I greatly admire the imaginative and irrepressible verve that the noble Lord brings to our debates but it is really important that we should not make absurd allegations about a serious institution and serious people. I thought that it was important to set the record straight and to say what I would have said had I not misheard the noble Lord at the time. I hope that the Government Front Bench will confirm now, as I am sure that it would have done had I not misheard, that it agrees with me and not with the noble Lord, Lord Pearson of Rannoch, on the quality of the judges of the Court of Justice.
I do not know how many of the legal luminaries to which the noble Lord has just referred are present members of the Luxembourg court. I would merely say that those of us of a Eurosceptic bent do not really regard the Luxembourg court as a court of law at all. We regard it as the engine of the treaties, endlessly pursuing, in its judgment, the ever closer union of the peoples of Europe.
I do not think it was the Luxembourg court, but we owe it to the Daily Express, which recently ran a two-page spread complete with colour photographs, to see a summary of the members of the Strasbourg court. I do not think that they pass muster either. Of course, if there is a judge in the Luxembourg court who would pass the muster which I have suggested he may not, then I am happy to apologise to him, or indeed to several of them. But that does not alter my strictures and the strictures of the Eurosceptic movement in this country regarding the Luxembourg court and its proposals over the years. One thinks again of Article 308 as it then was, and other flexibility clauses in the treaty, which it has used and adapted relentlessly to pursue the project of European integration.
Those are my comments and I am grateful to the noble Lord, Lord Kerr, for his apology.
I thank the noble Lord, Lord Pearson. Unless I misheard again, the noble Lord did not end his remarks with a question, so I am not going to respond except to say that the Strasbourg court is, of course, elected by parliamentarians. I do not think that the Strasbourg court has anything to do with this discussion, which is about the European Court of Justice, but I am grateful for the words of apology from the noble Lord.

* **WORK TASK**:
Set down, word for word, the part of the debate on the Court of Justice from "Those are my" up to and including "the noble Lord.".

[Entries drawn from a collection]
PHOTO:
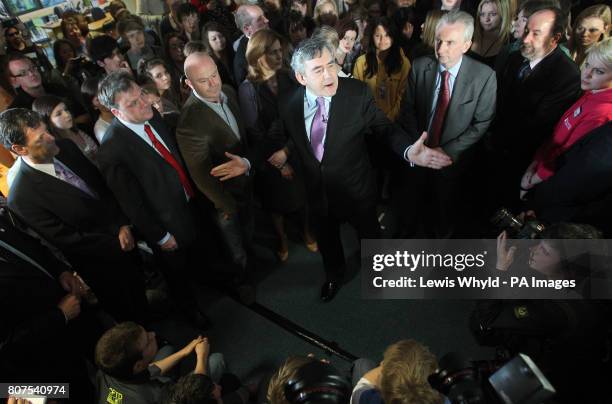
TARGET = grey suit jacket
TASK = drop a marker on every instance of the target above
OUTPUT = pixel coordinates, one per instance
(203, 138)
(471, 109)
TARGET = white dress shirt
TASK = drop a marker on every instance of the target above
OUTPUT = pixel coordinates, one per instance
(138, 129)
(453, 71)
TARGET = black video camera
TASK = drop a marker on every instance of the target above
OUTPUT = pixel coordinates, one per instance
(504, 220)
(318, 383)
(518, 381)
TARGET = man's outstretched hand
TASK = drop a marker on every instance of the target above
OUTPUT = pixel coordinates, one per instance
(235, 167)
(424, 156)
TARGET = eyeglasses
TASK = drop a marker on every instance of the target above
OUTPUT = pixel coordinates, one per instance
(31, 71)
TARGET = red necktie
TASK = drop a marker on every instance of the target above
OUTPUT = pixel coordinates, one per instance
(171, 160)
(435, 132)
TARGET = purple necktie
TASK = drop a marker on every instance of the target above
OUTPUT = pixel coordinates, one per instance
(67, 175)
(317, 130)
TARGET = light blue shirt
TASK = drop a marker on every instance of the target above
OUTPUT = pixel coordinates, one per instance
(223, 110)
(310, 110)
(453, 71)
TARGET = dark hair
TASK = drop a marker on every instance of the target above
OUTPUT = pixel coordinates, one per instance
(560, 23)
(115, 6)
(193, 389)
(131, 23)
(393, 61)
(214, 27)
(184, 10)
(56, 51)
(14, 123)
(194, 47)
(166, 47)
(113, 84)
(148, 86)
(579, 250)
(531, 6)
(45, 105)
(407, 14)
(117, 350)
(69, 20)
(346, 24)
(89, 89)
(102, 47)
(144, 65)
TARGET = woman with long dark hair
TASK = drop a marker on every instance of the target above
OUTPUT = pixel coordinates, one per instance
(60, 124)
(280, 192)
(219, 48)
(384, 68)
(156, 70)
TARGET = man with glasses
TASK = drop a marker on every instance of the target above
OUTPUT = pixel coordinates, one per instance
(25, 78)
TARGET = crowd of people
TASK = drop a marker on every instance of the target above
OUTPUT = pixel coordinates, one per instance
(152, 136)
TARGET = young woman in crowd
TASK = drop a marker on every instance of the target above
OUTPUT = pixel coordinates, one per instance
(326, 13)
(384, 68)
(492, 31)
(155, 70)
(428, 34)
(217, 46)
(174, 43)
(188, 17)
(592, 26)
(72, 33)
(405, 19)
(131, 30)
(60, 124)
(280, 193)
(297, 29)
(592, 110)
(347, 34)
(98, 112)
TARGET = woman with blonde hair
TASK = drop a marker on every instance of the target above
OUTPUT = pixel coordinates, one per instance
(591, 111)
(267, 79)
(492, 31)
(592, 26)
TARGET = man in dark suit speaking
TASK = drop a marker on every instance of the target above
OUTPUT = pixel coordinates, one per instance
(452, 97)
(327, 121)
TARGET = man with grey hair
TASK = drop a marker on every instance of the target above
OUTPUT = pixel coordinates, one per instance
(452, 98)
(249, 20)
(206, 151)
(143, 167)
(327, 120)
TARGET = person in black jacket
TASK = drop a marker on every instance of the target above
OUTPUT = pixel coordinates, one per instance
(42, 322)
(537, 86)
(581, 188)
(62, 196)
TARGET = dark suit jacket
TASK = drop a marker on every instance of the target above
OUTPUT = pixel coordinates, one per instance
(240, 64)
(343, 183)
(203, 138)
(471, 109)
(581, 188)
(28, 302)
(81, 226)
(528, 110)
(148, 189)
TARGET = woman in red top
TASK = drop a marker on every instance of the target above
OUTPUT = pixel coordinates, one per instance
(592, 110)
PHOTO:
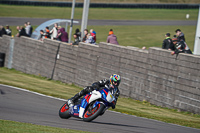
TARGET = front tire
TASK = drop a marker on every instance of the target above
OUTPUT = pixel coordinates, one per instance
(91, 114)
(64, 111)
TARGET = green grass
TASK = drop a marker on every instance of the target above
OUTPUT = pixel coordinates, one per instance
(139, 36)
(124, 105)
(19, 127)
(97, 13)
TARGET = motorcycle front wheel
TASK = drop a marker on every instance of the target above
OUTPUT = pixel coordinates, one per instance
(64, 111)
(92, 113)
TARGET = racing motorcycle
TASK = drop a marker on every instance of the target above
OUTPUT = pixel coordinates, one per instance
(91, 105)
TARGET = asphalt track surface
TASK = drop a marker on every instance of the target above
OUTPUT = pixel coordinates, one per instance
(24, 106)
(37, 21)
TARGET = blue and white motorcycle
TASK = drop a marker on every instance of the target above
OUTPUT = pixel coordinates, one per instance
(91, 105)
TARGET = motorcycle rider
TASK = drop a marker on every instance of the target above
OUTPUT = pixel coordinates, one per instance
(113, 82)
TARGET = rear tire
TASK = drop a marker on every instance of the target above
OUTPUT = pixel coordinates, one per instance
(90, 115)
(64, 111)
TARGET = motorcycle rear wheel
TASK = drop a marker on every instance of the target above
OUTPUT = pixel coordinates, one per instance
(64, 111)
(91, 114)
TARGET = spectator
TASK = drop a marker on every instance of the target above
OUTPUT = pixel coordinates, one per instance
(76, 40)
(8, 30)
(21, 31)
(93, 34)
(47, 34)
(89, 39)
(31, 28)
(78, 33)
(58, 33)
(85, 33)
(2, 31)
(112, 38)
(27, 28)
(54, 32)
(167, 43)
(41, 35)
(63, 35)
(180, 35)
(181, 47)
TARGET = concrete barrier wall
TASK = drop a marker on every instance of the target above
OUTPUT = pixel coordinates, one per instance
(152, 75)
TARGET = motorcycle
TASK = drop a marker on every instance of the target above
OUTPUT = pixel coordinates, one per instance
(91, 105)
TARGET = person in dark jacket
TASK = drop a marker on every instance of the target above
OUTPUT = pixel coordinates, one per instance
(22, 31)
(85, 36)
(76, 40)
(2, 31)
(8, 30)
(112, 38)
(181, 47)
(180, 35)
(167, 43)
(63, 35)
(113, 82)
(78, 33)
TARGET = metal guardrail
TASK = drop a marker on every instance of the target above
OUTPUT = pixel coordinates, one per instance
(103, 5)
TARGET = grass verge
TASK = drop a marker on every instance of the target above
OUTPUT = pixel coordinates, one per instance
(19, 127)
(124, 105)
(97, 13)
(138, 36)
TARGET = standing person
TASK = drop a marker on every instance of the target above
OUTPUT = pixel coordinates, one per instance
(78, 33)
(90, 39)
(93, 34)
(54, 32)
(2, 30)
(85, 35)
(21, 31)
(41, 35)
(8, 30)
(47, 34)
(76, 40)
(63, 35)
(181, 47)
(27, 28)
(112, 38)
(30, 28)
(180, 35)
(167, 43)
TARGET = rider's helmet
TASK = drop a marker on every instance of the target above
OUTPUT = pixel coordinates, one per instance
(115, 80)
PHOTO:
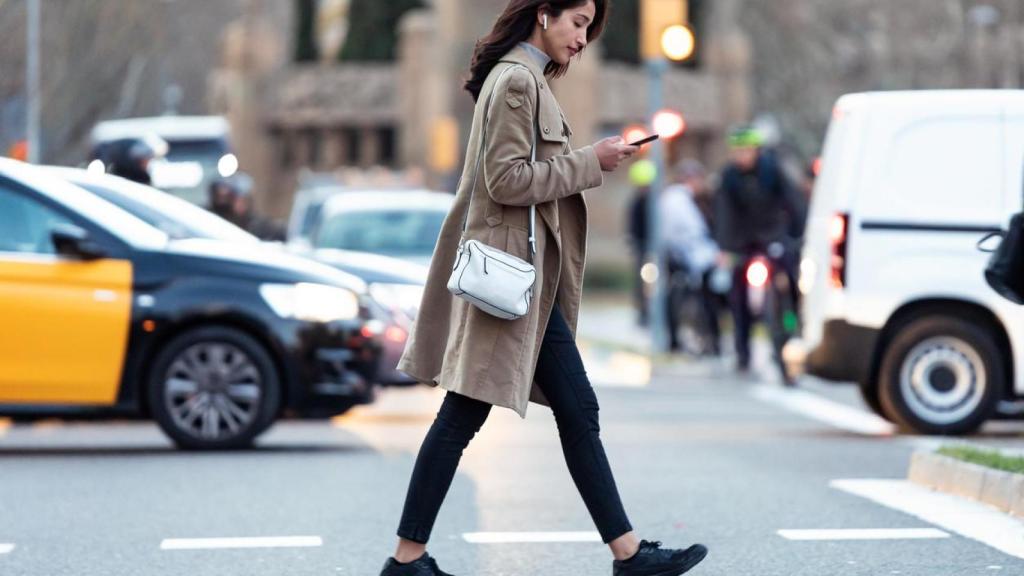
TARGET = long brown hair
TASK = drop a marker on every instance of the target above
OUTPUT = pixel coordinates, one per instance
(516, 25)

* **RESPONSE**:
Those are my comments and I am grateful to the noble Lord, Lord Kerr, for his apology.
I thank the noble Lord, Lord Pearson. Unless I misheard again, the noble Lord did not end his remarks with a question, so I am not going to respond except to say that the Strasbourg court is, of course, elected by parliamentarians. I do not think that the Strasbourg court has anything to do with this discussion, which is about the European Court of Justice, but I am grateful for the words of apology from the noble Lord.